THE RECORDS:
******

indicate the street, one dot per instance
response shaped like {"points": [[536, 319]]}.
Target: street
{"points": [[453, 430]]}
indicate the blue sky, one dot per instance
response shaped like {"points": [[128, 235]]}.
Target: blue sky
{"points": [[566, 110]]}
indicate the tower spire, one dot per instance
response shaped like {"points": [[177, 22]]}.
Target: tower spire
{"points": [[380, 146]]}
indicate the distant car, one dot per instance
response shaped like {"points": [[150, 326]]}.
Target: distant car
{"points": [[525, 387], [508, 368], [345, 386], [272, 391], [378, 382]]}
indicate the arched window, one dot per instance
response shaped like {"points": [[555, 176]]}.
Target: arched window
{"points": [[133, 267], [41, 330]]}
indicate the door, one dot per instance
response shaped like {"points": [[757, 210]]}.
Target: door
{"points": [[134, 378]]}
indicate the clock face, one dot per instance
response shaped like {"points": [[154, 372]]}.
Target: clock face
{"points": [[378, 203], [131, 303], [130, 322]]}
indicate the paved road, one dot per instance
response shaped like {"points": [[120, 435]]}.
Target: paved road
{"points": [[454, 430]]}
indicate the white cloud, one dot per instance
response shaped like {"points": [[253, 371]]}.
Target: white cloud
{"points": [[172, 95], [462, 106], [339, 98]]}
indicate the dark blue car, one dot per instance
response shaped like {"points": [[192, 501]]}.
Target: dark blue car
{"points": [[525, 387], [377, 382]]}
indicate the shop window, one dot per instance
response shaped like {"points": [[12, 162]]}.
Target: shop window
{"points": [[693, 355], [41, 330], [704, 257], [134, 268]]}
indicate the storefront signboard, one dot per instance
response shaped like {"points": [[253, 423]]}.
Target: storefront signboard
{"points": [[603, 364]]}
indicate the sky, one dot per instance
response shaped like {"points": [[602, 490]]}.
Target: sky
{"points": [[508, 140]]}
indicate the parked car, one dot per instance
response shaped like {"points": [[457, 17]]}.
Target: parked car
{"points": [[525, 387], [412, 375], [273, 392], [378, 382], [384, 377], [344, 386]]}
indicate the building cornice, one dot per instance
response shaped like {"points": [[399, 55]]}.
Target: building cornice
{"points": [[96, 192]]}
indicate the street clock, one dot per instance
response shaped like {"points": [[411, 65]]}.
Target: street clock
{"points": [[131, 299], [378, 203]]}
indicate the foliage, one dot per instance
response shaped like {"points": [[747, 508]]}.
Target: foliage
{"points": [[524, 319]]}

******

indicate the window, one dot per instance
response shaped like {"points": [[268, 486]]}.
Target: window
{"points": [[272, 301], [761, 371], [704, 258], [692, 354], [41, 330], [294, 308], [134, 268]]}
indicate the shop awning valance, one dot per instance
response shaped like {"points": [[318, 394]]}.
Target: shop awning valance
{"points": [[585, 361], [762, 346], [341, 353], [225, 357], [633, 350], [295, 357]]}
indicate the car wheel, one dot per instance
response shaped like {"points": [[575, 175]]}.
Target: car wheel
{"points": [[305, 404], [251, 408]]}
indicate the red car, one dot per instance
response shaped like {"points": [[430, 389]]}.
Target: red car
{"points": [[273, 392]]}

******

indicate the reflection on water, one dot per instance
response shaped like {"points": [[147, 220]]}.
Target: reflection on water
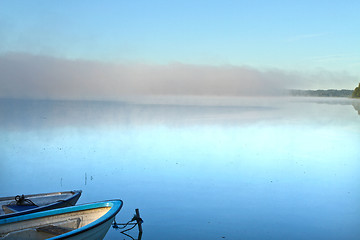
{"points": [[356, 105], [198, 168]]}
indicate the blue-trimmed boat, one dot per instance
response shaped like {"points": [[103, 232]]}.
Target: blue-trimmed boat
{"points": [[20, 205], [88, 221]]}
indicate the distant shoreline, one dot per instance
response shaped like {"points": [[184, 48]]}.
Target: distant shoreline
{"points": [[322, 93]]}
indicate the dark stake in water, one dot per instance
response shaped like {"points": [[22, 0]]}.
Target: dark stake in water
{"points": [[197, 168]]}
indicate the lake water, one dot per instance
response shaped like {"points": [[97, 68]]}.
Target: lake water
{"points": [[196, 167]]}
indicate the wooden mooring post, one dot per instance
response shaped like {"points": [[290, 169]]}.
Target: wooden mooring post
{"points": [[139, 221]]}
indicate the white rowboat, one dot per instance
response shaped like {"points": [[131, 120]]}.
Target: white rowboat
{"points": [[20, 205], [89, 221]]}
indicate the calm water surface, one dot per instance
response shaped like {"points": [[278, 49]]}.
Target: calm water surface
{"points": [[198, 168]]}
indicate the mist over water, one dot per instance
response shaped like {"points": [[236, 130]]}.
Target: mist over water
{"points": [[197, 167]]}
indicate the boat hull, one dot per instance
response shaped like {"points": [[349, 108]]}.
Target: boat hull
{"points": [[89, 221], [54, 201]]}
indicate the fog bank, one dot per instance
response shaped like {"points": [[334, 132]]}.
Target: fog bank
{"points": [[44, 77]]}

******

REQUIRED WORK:
A word-for-word copy of the lines above from the one with "indicate the street, one dot per instance" through the one with "indicate the dark blue", inclusive, is the only output wanted.

TASK RESULT:
indicate the street, one dot per instance
response shaped like {"points": [[536, 319]]}.
Target: street
{"points": [[453, 430]]}
indicate the blue sky, one dot per instance
response shaped like {"points": [[128, 235]]}.
Target: blue sky
{"points": [[566, 110]]}
indicate the tower spire, one dot per instance
response shaped like {"points": [[177, 22]]}.
Target: tower spire
{"points": [[380, 146]]}
indicate the distant car, one dot per instance
response shaped like {"points": [[150, 326]]}.
Target: distant car
{"points": [[525, 387], [508, 368], [345, 386], [272, 391], [378, 382]]}
indicate the arched window, one dot per instance
response shaped like {"points": [[555, 176]]}.
Target: arched window
{"points": [[133, 267], [41, 330]]}
indicate the door, one dot per instance
response shaped like {"points": [[757, 210]]}.
Target: door
{"points": [[134, 378]]}
indicate the clock face, one dot per instance
response shaped like {"points": [[154, 372]]}.
Target: clock face
{"points": [[378, 203], [131, 303], [130, 322]]}
indicate the paved road, one dot per instance
response shaped like {"points": [[120, 435]]}.
Target: paved road
{"points": [[454, 430]]}
indicate the white cloud, one dot per instance
response shaped like {"points": [[253, 371]]}.
Target: white cloud
{"points": [[172, 95], [462, 106], [339, 98]]}
indicate the dark blue car, one dot per instance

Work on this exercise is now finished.